## [ACTIONS TO TAKE]
[1] In the garden thread, explain why sab says that a tree in the swamp scenes had Spanish moss hanging from it every once in a while.
[2] Pick up the garden thread after its last sentence and continue it for a few sentences in the same casual tone.

## [QUOTED TEXT]
What’s going on in your gardens, this week?
VeniceRiley
Lavender is flowering. Roses still banging out. Dog still trampling things. Have some lovely orange poppies and a pink thing. Got some butterflies and blackbirds, and a wood pigeon that struts the patio like he owns the place. Waiting for the budlia to bloom soon.
sab
I have been watching latest season of Outlander, currently set in North Carolina and filmed in Scotland. The contrast is hilarious. They sent Jamie’s son to the Great Dismal Swamp on the border of Virginia and North Carolina. Filmed in Scotland it was very lush and green and covered with moss growing on the tree trunks. Every once in a while a tree had some spanish moss hanging down, just to indicate that they were indeed in the American South.

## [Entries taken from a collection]
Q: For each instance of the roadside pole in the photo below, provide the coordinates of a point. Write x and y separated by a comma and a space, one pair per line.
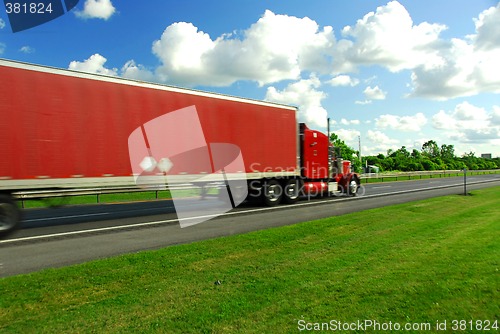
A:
465, 181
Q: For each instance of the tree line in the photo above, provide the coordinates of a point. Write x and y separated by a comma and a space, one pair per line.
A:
430, 157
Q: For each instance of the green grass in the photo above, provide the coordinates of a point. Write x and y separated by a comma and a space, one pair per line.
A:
425, 261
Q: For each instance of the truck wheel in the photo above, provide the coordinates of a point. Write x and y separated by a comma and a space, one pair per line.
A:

## [EXERCISE ANSWERS]
[1] The swamp scenes were filmed in Scotland, so they looked lush and green, with moss growing on the tree trunks. The occasional tree with Spanish moss was there to signal that the story was set in the American South, on the border of Virginia and North Carolina.

[2]
Summer in Wilmington NC and Jamie is quite comfortable wearing a knee length leather coat over his wool shirt and trousers.
JPL
How lovely.
mrmoshpotato
Caped Cod – The Scaley Superhero
mrmoshpotato
I can definitely hear you stretching the definition of “singing.” 😁
Dracula: Listen to them. (Like you can shut out the noise!) Cicadas of the night. What a damned racket they make! STFU!
Anne Laurie
Well, ‘I can almost hear the mosquitos swarming’ just didn’t have the right romantic tone…
Jeffg166
I am ripping out the spring flowers in front of the porch to plant zinnia, cosmos, balsam, and calendula seeds. They should flower by September.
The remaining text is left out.